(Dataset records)
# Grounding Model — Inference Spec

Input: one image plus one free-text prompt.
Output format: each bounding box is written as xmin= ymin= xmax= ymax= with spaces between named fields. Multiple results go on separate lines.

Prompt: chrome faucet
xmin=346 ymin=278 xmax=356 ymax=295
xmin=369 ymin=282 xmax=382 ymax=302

- **Short problem**
Recast the entries above as a Markdown table with two columns, Row and Line, giving each non-blank line its own numbered row and leaving out blank lines.

- **Solved problem**
| Row | Line |
|---|---|
| 1 | # Grounding Model — Inference Spec |
| 2 | Input: one image plus one free-text prompt. |
| 3 | Output format: each bounding box is written as xmin= ymin= xmax= ymax= with spaces between named fields. Multiple results go on separate lines. |
| 4 | Prompt: chrome faucet |
| 5 | xmin=346 ymin=278 xmax=356 ymax=295 |
| 6 | xmin=369 ymin=282 xmax=382 ymax=302 |